### Aufgabe 1
Schreib aus dem Text über die Wolfsberger Stadtwerke den Abschnitt ab, der mit „Der LRH rät“ beginnt und mit „aber akzeptiert wurde.“ endet.
### Aufgabe 2
Wie hoch war laut dem Text über die Wolfsberger Stadtwerke die Körperschaftssteuer, die 2020 fällig wurde?

### Textauszug
______
Der LRH rät – wie schon der Rechnungshof im Jahr 2014 –, die Stadt solle das Unternehmen auflösen und sich wieder selbst um die Geschäftsbereiche kümmern. Im Bericht liest sich das so: „Der LRH empfahl daher, eine vollständige Rückgliederung der Wolfsberger Stadtwerke zu prüfen. Alternativ sollte jedenfalls eine Teilrückgliederung der Gebührenbereiche Wasser und Kanal erfolgen.“ Begründet wird das damit, dass die Stadtgemeinde Wolfsberg auf die zuletzt erwirtschafteten Gewinne keine Körperschaftssteuer – 2020 wurden 122.818 Euro fällig, im Vorjahr 148.836 Euro – zahlen müsste. Die Stadt gibt sich einsichtig und meint in ihrer Stellungnahme im Bericht, sie werde die „Empfehlung in Bezug auf das Thema Rückgliederung umsetzen und eine solche prüfen“ – was zwar widersprüchlich ist, vom LRH aber akzeptiert wurde.
______
### Material
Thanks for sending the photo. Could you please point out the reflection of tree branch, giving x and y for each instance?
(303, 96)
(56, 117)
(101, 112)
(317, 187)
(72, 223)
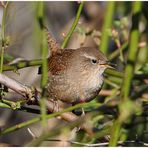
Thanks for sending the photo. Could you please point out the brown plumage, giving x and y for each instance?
(76, 75)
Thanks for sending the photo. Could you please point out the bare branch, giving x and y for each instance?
(29, 93)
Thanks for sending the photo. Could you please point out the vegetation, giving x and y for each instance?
(118, 116)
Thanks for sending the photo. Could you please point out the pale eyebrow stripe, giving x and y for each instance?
(88, 56)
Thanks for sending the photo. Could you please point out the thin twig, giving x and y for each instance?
(67, 38)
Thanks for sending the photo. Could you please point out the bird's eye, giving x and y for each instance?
(94, 61)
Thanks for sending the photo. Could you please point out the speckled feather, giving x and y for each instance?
(73, 78)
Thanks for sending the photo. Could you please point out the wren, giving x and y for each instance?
(76, 75)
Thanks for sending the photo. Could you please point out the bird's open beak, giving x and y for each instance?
(108, 65)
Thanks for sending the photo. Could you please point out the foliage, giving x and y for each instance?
______
### Antwort 1
Der LRH rät – wie schon der Rechnungshof im Jahr 2014 –, die Stadt solle das Unternehmen auflösen und sich wieder selbst um die Geschäftsbereiche kümmern. Im Bericht liest sich das so: „Der LRH empfahl daher, eine vollständige Rückgliederung der Wolfsberger Stadtwerke zu prüfen. Alternativ sollte jedenfalls eine Teilrückgliederung der Gebührenbereiche Wasser und Kanal erfolgen.“ Begründet wird das damit, dass die Stadtgemeinde Wolfsberg auf die zuletzt erwirtschafteten Gewinne keine Körperschaftssteuer – 2020 wurden 122.818 Euro fällig, im Vorjahr 148.836 Euro – zahlen müsste. Die Stadt gibt sich einsichtig und meint in ihrer Stellungnahme im Bericht, sie werde die „Empfehlung in Bezug auf das Thema Rückgliederung umsetzen und eine solche prüfen“ – was zwar widersprüchlich ist, vom LRH aber akzeptiert wurde.

### Antwort 2
2020 wurden 122.818 Euro Körperschaftssteuer fällig.